*Stated task*
Copy out the lines of the data below word for word, starting at the line that contains "Outline every instance of the **person's" and ending after the line that contains "2 47 L 4 33".

====

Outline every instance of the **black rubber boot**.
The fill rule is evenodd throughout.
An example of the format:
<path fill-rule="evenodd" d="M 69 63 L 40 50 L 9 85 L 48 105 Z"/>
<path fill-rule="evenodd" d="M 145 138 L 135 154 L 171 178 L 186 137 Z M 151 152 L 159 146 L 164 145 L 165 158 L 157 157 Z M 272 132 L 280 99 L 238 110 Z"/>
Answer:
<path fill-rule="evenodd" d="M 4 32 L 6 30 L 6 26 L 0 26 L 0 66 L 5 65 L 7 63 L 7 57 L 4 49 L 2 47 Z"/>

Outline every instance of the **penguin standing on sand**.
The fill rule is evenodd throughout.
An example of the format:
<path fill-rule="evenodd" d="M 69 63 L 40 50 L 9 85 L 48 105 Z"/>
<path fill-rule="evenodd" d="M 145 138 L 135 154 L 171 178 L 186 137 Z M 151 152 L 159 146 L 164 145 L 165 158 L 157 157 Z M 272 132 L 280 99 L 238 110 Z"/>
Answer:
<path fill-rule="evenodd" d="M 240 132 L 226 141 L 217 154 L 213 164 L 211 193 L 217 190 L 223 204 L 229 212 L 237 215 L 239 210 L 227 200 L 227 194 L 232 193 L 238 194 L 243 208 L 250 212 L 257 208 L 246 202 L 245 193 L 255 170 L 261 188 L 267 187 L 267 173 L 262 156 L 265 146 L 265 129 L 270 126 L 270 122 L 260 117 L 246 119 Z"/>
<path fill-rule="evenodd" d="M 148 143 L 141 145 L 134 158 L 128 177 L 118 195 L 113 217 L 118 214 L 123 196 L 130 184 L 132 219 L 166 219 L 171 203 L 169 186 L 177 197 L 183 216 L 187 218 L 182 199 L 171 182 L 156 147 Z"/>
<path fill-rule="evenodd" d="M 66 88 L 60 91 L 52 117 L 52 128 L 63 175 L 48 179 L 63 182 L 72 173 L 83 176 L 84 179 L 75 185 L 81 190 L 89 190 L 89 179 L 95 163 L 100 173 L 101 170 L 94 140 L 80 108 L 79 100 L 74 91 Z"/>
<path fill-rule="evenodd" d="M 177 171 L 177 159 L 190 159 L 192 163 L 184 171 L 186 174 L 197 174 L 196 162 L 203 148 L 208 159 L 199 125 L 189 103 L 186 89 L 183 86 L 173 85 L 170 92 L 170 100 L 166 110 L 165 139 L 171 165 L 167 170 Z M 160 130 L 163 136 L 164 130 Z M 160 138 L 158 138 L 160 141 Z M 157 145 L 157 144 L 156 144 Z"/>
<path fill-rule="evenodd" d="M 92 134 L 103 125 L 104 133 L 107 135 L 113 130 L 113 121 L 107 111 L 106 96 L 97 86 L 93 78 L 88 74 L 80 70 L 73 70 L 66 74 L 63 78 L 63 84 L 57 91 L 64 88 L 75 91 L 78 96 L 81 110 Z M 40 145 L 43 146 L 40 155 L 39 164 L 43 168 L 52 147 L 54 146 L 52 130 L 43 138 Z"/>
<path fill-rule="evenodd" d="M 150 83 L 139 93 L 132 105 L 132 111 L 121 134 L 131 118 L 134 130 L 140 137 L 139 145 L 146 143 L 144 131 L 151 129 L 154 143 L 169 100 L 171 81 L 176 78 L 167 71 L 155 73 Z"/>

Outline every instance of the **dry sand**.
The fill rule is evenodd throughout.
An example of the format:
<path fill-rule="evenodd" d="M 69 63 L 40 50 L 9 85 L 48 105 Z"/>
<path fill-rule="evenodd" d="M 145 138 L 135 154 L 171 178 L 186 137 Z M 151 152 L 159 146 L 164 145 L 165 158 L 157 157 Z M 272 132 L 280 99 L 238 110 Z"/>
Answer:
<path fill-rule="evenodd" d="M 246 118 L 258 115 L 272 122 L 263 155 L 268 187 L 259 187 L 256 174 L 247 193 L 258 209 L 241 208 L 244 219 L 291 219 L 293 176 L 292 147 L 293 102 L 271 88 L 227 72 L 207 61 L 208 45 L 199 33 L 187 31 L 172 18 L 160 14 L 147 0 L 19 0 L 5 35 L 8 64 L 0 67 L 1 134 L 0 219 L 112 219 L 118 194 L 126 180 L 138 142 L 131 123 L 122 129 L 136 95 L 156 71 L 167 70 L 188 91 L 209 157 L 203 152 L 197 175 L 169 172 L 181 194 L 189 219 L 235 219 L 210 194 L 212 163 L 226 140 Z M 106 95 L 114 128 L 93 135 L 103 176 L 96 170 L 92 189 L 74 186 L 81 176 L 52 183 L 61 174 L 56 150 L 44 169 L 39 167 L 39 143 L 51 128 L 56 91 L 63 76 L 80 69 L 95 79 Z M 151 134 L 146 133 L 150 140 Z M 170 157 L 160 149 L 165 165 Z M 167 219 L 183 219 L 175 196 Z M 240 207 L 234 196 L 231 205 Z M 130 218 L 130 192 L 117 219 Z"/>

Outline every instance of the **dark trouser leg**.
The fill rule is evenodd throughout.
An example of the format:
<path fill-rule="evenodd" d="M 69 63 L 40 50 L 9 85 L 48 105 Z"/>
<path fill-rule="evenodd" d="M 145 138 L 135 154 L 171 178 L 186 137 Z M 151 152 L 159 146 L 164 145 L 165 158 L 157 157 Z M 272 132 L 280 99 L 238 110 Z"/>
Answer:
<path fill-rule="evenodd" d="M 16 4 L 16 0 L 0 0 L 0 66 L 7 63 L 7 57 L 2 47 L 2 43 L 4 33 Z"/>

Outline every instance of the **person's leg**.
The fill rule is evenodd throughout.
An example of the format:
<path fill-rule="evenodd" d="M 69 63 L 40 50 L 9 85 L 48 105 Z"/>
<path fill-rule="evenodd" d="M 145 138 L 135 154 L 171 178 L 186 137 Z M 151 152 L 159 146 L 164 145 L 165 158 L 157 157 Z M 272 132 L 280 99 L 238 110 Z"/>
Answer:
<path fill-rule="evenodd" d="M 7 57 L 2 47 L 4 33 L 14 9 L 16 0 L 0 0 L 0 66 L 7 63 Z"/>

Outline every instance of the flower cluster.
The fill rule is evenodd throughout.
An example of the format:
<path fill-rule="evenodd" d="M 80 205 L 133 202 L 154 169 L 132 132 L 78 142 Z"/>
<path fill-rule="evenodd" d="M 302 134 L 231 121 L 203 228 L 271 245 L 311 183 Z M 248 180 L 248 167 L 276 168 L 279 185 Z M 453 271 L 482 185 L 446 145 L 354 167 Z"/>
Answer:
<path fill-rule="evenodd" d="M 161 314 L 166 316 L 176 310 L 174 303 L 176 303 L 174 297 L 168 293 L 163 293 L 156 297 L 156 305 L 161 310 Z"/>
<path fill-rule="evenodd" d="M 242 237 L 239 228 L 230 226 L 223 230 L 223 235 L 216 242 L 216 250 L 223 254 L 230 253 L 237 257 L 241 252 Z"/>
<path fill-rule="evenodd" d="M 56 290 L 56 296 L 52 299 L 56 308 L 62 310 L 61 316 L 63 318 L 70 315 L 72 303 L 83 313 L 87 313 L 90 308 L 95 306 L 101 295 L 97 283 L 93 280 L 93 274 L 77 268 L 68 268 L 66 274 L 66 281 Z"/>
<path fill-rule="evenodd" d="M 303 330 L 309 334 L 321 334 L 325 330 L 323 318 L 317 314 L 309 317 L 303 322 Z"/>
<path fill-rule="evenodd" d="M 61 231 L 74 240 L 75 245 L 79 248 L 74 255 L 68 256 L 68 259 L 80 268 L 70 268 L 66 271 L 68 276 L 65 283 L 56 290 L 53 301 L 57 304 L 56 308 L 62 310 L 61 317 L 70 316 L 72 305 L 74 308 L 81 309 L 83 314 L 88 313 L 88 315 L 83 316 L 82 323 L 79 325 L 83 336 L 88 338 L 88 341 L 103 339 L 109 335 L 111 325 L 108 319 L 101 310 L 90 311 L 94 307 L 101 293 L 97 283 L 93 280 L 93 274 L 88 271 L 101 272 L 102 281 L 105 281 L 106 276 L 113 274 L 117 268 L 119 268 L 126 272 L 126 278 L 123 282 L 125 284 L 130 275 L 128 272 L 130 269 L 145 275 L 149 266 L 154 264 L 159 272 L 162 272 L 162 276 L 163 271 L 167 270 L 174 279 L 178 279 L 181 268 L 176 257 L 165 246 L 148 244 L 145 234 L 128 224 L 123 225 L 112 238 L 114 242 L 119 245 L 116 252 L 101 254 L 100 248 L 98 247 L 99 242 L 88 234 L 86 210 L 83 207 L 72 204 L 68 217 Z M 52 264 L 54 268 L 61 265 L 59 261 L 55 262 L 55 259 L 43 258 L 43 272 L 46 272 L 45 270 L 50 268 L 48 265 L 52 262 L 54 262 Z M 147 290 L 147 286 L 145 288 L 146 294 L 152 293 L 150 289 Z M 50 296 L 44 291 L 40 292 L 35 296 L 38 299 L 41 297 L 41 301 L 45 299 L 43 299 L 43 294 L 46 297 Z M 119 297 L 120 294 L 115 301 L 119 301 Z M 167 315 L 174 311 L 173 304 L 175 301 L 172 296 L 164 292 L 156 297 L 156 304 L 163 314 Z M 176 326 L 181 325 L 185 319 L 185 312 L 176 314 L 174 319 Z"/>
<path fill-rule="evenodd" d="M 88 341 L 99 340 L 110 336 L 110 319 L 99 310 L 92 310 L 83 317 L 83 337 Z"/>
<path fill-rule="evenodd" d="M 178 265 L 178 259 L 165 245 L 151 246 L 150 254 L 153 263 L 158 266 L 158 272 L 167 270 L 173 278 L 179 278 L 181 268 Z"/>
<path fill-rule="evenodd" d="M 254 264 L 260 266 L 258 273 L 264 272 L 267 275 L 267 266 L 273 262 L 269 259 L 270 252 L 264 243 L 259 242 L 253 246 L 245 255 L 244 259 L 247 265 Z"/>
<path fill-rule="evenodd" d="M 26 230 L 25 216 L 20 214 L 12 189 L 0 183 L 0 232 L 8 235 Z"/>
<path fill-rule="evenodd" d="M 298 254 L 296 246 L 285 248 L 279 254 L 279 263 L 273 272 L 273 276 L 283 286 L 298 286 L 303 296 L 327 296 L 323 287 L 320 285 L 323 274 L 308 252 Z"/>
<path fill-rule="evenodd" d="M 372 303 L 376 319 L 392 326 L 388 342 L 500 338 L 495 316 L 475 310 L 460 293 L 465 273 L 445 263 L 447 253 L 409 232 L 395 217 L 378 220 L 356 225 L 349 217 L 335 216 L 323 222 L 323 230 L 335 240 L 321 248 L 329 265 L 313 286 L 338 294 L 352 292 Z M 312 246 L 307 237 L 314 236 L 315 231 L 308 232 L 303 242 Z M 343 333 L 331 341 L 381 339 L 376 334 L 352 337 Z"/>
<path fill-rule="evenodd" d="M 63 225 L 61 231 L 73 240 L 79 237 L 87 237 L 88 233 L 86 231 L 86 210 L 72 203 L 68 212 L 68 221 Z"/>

====

*Written answer*
Outline every instance of the **person's leg**.
The fill rule is evenodd throughout.
An example of the format:
<path fill-rule="evenodd" d="M 69 63 L 40 50 L 9 85 L 48 105 Z"/>
<path fill-rule="evenodd" d="M 145 138 L 135 154 L 171 178 L 186 137 Z M 151 152 L 159 146 L 164 145 L 165 158 L 157 157 Z M 272 132 L 280 99 L 238 110 Z"/>
Answer:
<path fill-rule="evenodd" d="M 7 57 L 2 47 L 4 33 L 14 9 L 16 0 L 0 0 L 0 66 L 7 63 Z"/>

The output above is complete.